-- begin EXCERPT PROVIDED --
US-12626715-B2 - Role separation method, electronic device, and computer storage medium

US12626715B2US 12626715 B2US12626715 B2US 12626715B2US-12626715-B2

Abstract

Embodiments of the present application provide a role separation method, an electronic device, and a computer storage medium. The role separation method includes: acquiring sound source information of target voice data and a voiceprint feature of the target voice data; determining, according to the sound source information, at least one candidate position corresponding to a sound source position; calculating a similarity between a voiceprint feature of a role corresponding to the at least one candidate position and the voiceprint feature of the target voice data; and determining a target role corresponding to the target voice data according to the similarity. By means of the embodiments of the present application, the accuracy of the role separation is improved.

Inventors

Wei Ju

Assignees

ALIBABA DAMO (HANGZHOU) TECHNOLOGY CO., LTD.

Dates

Publication Date: 20260512
Application Date: 20230109
Priority Date: 20220110

Claims (11)

1 . A role separation method, implemented by a processor of an electronic device, comprising: acquiring i) sound source information of target voice data from sound waves received by a microphone acoustically coupled to the electronic device and dividing the target voice data into data frames for a time period and ii) a voiceprint feature of the target voice data by performing feature extraction on the target voice data using a neural network; selecting, from a plurality of positions for respective speakers, a plurality of candidate positions according to a sound source position indicated by the sound source information; determining, from the plurality of candidate positions, at least one candidate position based on an azimuth of each of the plurality of candidate positions relative to the sound source position; calculating a similarity between a voiceprint feature of a role corresponding to the at least one candidate position and the voiceprint feature of the target voice data; determining a target role corresponding to the target voice data according to the similarity; determining whether a number of frames of the data frames of the target voice data is larger than a preset frame number; in a case where the number of frames of the target voice data is larger than the preset frame number and the target voice data is not first voice data, calculating, according to the sound source information, an azimuth change difference value between the sound source position and a position, in existing positions, which has the closest azimuth to the sound source position, wherein the azimuth change difference value is a size of an angle from the sound source position to a reference and from the position which has the closest azimuth to the reference; and in a case where the azimuth change difference value is larger than a preset change difference value, determining the existing positions, other than the position which has the closest azimuth to the sound source position, as the candidate positions; and in a case where the azimuth change difference value is not larger than the preset change difference value, determining the position, which has the closest azimuth to the sound source position, as the candidate position.
2 . The method of claim 1 , wherein the determining the target role corresponding to the target voice data according to the similarity, comprises: determining a role, from roles corresponding to the at least one candidate position, whose voiceprint feature corresponds to a largest similarity, as the target role.
3 . The method of claim 1 , further comprising in a case where the target voice data is the first voice data, generating a new position as a candidate position according to the sound source information of the target voice data.
-- end EXCERPT PROVIDED --
-- begin RECORDED INFORMATION --
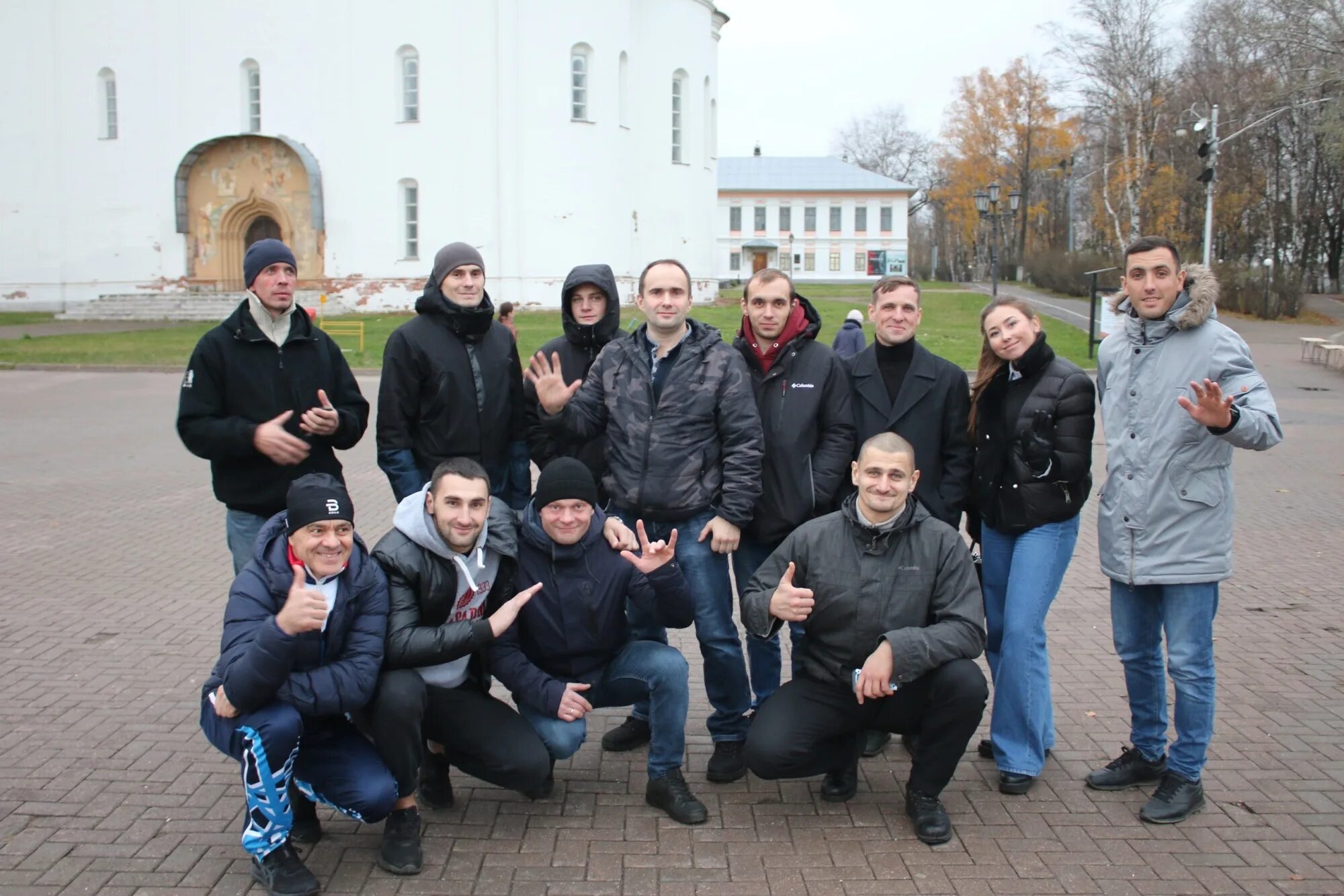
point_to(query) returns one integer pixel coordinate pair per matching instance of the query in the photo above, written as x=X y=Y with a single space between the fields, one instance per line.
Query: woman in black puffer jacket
-- end RECORDED INFORMATION --
-- begin RECORDED INFORMATION --
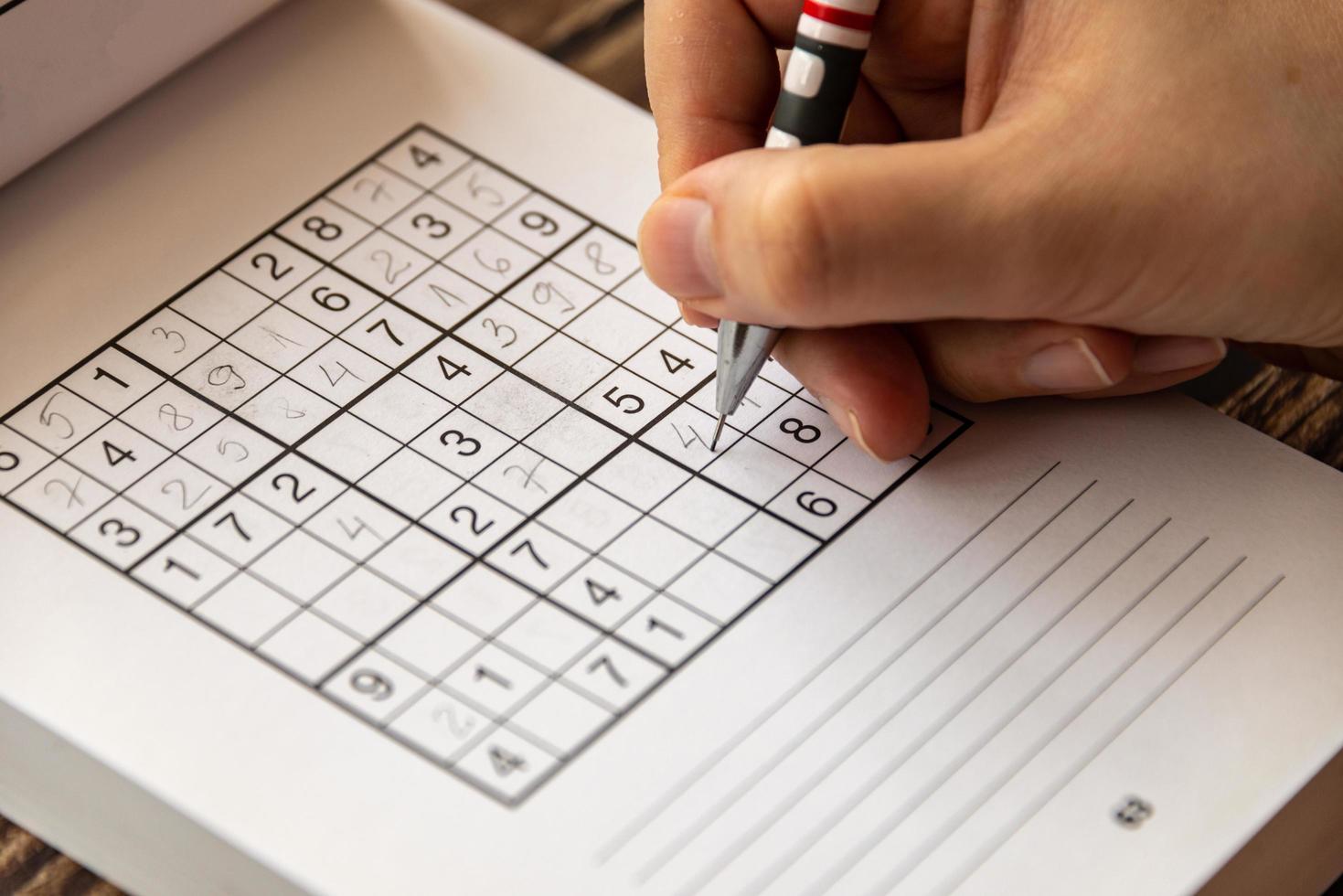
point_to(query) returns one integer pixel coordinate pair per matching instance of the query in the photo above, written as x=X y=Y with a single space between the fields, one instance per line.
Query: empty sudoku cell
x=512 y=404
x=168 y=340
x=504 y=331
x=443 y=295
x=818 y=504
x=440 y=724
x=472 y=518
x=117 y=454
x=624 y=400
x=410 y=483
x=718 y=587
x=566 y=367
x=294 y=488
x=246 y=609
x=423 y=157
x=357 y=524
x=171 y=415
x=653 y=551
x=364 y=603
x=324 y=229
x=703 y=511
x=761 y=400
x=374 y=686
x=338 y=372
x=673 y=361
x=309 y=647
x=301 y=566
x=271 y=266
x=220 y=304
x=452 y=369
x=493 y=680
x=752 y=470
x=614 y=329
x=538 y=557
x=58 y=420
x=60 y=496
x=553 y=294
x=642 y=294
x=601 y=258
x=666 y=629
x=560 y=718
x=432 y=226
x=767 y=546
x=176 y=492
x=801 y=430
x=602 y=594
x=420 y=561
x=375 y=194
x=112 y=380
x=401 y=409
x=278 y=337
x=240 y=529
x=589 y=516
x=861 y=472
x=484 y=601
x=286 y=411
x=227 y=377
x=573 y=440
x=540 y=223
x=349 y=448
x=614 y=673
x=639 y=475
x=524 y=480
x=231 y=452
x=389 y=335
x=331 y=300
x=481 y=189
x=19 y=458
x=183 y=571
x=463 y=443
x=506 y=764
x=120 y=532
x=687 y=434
-- end RECORDED INFORMATION --
REQUIRED WORK -
(1) Decide whether each statement agrees with the role separation patent. Answer yes or no and quote the deciding words of the text.
(a) Claim 1 obtains the voiceprint feature through feature extraction with a neural network.
(b) Under claim 2, the target role is the role whose voiceprint feature corresponds to the smallest similarity.
(c) Claim 3 generates a new position as a candidate position when the target voice data is the first voice data.
(2) Write the next part of the role separation patent, starting after claim 3.
The material has no connection to the role separation patent.

RESPONSES PER TASK -
(1)
(a) Yes: "performing feature extraction on the target voice data using a neural network"
(b) No: "whose voiceprint feature corresponds to a largest similarity"
(c) Yes: "in a case where the target voice data is the first voice data, generating a new position as a candidate position according to the sound source information of the target voice data"

(2)
4 . The method of claim 1 , wherein the determining the target role corresponding to the target voice data according to the similarity, comprises: in a case where the target voice data is not the first voice data, calculating, according to the sound source information, an azimuth change difference value between the sound source position and a position, in existing positions, which has the closest azimuth to the sound source position; in a case where the azimuth change difference value is less than or equal to a preset change difference value and the similarity is larger than a preset similarity, determining a role corresponding to the similarity as the target role; and in a case where the azimuth change difference value is less than or equal to the preset change difference value and the similarity is less than or equal to the preset similarity, calculating similarities between voiceprint features corresponding to other positions within a region where the candidate position is located and the voiceprint feature of the target voice data, and determining a role corresponding to a voiceprint feature with a similarity larger than the preset similarity as the target role.
5 . The method of claim 4 , further comprising: in a case where each of the similarities for the voiceprint features corresponding to the other positions within the region where the candidate position is located is less than or equal to the preset similarity, calculating similarities between voiceprint features corresponding to positions within other regions and the voiceprint feature of the target voice data, and determining a role corresponding to a voiceprint feature with a similarity larger than the preset similarity as the target role; and in a case where each of the similarities for the voiceprint features corresponding to the positions within the other regions is less than or equal to the preset similarity, generating a new role, as the target role, for the target voice data.
6 . The method of claim 1 , further comprising: in a case where the number of the frames of the target voice data is less than or equal to the preset frame number, determining candidate voice data closest to an azimuth for the target voice data according to historical voice data of the sound source information; and calculating an azimuth difference between the target voice data and the candidate voice data, and in a case where the azimuth difference is less than a preset threshold value, determining a role corresponding to the candidate voice data as the target role.
7 . The method of claim 1 , further comprising: recording a corresponding relationship between the target role and a candidate position with a highest voiceprint feature similarity; determining whether candidate positions in multiple pieces of target voice data corresponding to the target role have changed, according to the corresponding relationship; and in a case where the candidate positions in the multiple pieces of target voice data corresponding to the target role have changed, determining position change information of the target role according to the change.
8 . The method of claim 1 , further comprising: determining a space partition to which a sound source position indicated by the sound source information belongs, and determining at least one candidate position corresponding to the sound source position in the space partition, wherein the space partition is one of multiple space regions formed after a physical space, where a speaker corresponding to the target voice data is located, is spatially divided according to a preset angle.
9 . The method of claim 8 , wherein the determining the at least one candidate position corresponding to the sound source position in the space partition, comprises: determining whether there is a candidate position corresponding to the sound source position in the space partition; in a case where there is the candidate position corresponding to the sound source position in the space partition, determining the candidate position as the candidate position corresponding to the sound source position in the space partition; and in a case where there is not the candidate position corresponding to the sound source position in the space partition, creating a candidate position in the space partition according to the sound source position.
10 . An electronic device, comprising: a processor, a memory, a communication interface and a communication bus, wherein the processor, the memory and the communication interface communicate with each other via the communication bus; and the memory is configured for storing at least one executable instruction, and the at least one executable instruction causes the processor to perform operations corresponding to the role separation method of claim 1 .
11 . A non-transitory computer storage medium, storing a computer program, wherein the computer program, when executed by a processor, implements the role separation method of claim 1 .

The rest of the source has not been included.